-- Rows from a pointing dataset --
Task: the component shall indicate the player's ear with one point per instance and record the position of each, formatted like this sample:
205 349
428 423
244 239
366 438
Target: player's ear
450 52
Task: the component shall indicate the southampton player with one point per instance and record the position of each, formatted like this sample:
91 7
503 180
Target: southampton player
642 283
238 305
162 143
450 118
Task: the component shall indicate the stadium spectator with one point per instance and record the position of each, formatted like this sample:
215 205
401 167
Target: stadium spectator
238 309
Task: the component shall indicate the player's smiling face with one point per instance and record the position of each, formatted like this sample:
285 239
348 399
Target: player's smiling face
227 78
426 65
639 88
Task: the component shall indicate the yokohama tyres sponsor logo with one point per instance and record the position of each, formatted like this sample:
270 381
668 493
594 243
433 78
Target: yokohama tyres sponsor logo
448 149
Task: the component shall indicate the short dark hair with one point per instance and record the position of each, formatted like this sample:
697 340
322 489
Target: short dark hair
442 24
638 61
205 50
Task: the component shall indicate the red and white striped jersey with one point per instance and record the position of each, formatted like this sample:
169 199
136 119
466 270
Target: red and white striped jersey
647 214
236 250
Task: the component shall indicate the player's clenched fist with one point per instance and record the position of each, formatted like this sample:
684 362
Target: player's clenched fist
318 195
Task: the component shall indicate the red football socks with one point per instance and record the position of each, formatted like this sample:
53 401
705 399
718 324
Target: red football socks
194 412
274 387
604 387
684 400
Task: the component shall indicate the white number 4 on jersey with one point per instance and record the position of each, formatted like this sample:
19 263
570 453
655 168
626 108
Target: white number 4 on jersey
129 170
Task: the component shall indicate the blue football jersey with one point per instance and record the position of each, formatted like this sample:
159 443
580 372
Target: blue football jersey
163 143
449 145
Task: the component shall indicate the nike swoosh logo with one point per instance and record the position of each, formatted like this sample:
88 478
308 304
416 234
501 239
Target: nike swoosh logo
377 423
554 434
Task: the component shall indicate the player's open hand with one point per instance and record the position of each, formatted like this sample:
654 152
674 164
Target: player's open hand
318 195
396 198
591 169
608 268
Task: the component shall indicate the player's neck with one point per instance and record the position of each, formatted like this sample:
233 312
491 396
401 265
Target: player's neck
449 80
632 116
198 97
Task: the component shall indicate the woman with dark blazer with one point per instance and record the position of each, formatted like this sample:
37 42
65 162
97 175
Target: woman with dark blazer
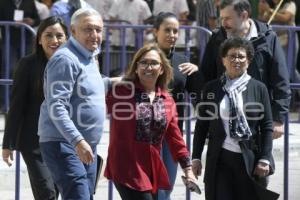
27 95
235 114
185 78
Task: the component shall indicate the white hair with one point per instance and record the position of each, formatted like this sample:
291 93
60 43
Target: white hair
83 12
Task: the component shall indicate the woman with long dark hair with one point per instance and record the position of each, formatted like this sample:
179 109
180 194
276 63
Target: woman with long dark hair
185 78
27 95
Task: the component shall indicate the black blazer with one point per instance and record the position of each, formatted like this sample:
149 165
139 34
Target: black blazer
27 96
258 147
268 66
7 8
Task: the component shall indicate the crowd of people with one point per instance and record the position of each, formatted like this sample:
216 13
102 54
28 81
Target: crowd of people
59 99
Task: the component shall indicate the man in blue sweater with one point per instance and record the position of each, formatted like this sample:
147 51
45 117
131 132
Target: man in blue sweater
73 112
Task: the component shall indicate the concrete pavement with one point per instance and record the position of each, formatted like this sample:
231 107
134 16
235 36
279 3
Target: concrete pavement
276 181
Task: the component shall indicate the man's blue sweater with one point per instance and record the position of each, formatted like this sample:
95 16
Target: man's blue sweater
74 105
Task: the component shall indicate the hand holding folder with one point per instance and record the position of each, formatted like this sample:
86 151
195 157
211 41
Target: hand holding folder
191 185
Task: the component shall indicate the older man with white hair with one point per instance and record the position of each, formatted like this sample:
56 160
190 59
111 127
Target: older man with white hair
73 112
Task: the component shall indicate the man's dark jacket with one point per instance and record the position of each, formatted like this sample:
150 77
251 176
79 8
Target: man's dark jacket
268 66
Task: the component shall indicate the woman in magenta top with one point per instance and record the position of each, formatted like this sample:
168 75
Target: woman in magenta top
143 113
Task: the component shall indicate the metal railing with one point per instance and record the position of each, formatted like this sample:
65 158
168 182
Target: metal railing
202 33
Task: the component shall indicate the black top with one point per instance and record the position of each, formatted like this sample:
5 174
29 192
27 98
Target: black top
268 66
7 8
27 96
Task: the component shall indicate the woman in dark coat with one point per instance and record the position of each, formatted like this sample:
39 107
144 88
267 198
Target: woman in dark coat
27 95
185 78
236 116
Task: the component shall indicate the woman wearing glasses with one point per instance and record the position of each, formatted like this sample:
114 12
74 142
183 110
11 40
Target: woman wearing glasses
27 95
185 78
237 119
143 113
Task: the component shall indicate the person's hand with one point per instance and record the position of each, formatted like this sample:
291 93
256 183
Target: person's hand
278 130
263 6
262 169
187 68
189 174
84 152
8 156
197 167
28 21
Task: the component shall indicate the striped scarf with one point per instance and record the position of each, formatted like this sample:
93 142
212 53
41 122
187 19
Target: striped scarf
238 125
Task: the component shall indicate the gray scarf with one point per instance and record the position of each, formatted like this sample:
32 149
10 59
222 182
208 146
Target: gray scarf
238 125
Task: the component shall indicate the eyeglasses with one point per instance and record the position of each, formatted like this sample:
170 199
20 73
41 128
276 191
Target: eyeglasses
145 64
239 57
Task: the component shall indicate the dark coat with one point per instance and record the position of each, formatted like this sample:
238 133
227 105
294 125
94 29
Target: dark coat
7 9
181 83
258 147
268 66
27 95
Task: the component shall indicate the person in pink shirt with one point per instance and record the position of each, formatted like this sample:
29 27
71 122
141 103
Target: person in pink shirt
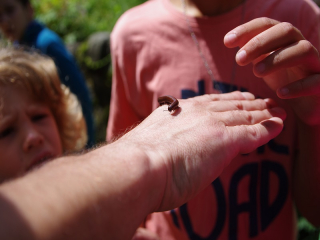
195 47
107 192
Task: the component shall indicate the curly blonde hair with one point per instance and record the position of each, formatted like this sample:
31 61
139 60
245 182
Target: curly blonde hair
37 74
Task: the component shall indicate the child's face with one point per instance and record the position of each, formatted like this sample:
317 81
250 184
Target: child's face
28 133
14 18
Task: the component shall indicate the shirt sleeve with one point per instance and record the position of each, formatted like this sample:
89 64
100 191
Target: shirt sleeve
122 114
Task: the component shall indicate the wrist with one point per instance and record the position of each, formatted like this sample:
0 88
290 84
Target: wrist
145 170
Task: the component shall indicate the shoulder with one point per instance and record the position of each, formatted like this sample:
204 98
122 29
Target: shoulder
138 21
48 37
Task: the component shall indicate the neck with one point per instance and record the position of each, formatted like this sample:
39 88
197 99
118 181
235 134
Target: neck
201 8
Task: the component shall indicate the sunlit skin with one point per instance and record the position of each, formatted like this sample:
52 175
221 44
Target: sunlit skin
28 133
14 18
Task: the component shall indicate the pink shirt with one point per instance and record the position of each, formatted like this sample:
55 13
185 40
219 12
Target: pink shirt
153 55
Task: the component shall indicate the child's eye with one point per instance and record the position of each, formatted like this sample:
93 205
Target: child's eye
39 117
6 132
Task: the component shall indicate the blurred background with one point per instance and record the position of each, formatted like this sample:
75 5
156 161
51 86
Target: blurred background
85 27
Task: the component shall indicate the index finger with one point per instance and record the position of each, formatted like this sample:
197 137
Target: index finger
240 35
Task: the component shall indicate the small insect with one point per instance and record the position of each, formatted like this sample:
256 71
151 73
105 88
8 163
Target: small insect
171 101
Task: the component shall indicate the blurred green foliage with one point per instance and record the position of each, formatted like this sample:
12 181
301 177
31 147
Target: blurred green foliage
75 20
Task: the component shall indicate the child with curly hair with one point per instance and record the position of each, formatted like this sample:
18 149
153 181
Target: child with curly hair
40 118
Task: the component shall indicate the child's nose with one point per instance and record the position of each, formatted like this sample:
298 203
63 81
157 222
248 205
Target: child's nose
33 139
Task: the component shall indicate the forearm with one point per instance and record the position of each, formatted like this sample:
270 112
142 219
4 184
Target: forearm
307 173
74 200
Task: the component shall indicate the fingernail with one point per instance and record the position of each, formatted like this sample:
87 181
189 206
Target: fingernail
230 38
284 91
241 56
260 67
278 110
247 95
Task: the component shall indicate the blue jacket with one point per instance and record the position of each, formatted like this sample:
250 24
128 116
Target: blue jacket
49 43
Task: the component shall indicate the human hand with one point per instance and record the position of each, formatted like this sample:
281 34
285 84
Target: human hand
190 147
145 234
287 62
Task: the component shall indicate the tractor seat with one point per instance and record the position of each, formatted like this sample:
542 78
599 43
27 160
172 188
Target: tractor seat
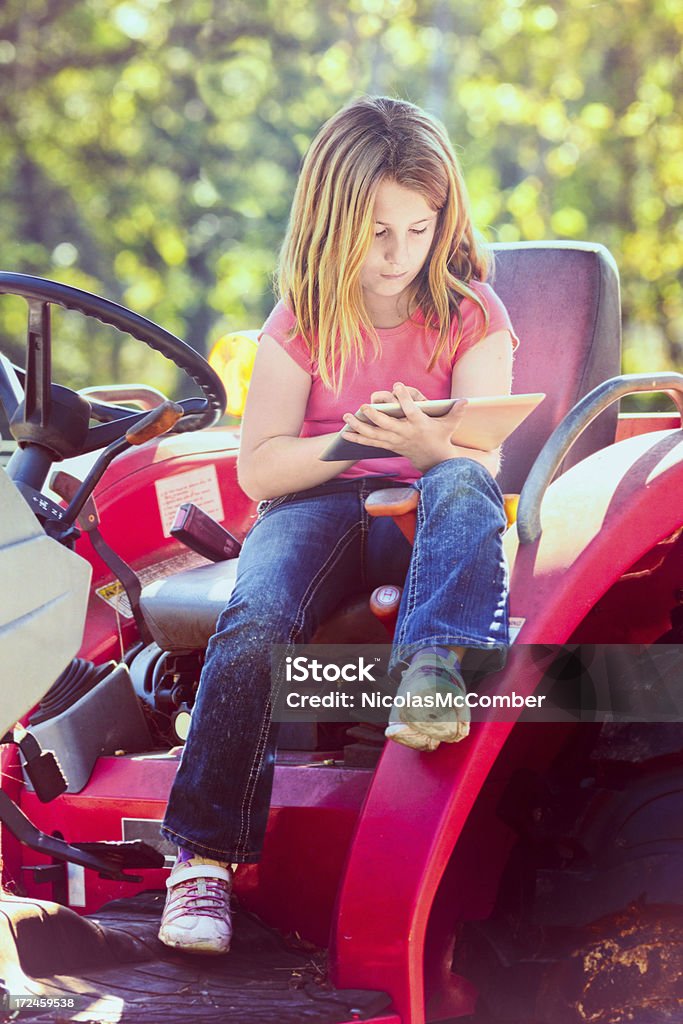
563 299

-- WRITTEN PROBLEM --
Quote only the lines that start at the line holding "Task: the component shall indicate the fingernail" and end at the last line of the entries, including both of those lines, and omit every picture.

-- PROBLEM SOLUTION --
Task: the component shall indicate the fingernail with one point per instance and record the position of each, formatted like this sample:
87 181
189 206
Target: fingernail
230 38
284 91
241 56
260 67
278 110
247 95
Task: the component shall indicate the blue jacket with one point per instance and record the position of each, formatted like this sample:
250 24
128 116
Target: blue jacket
49 43
Task: the component shall indicate the human hand with one point per instance and record the position of each, formatted like this sample:
281 34
285 84
Target: human hand
190 147
145 234
287 62
Task: the component shall indicate the tractor seat with one point per instance and record the position of each, formatted like this sample:
542 78
599 43
27 160
172 188
Target: tractor seat
563 299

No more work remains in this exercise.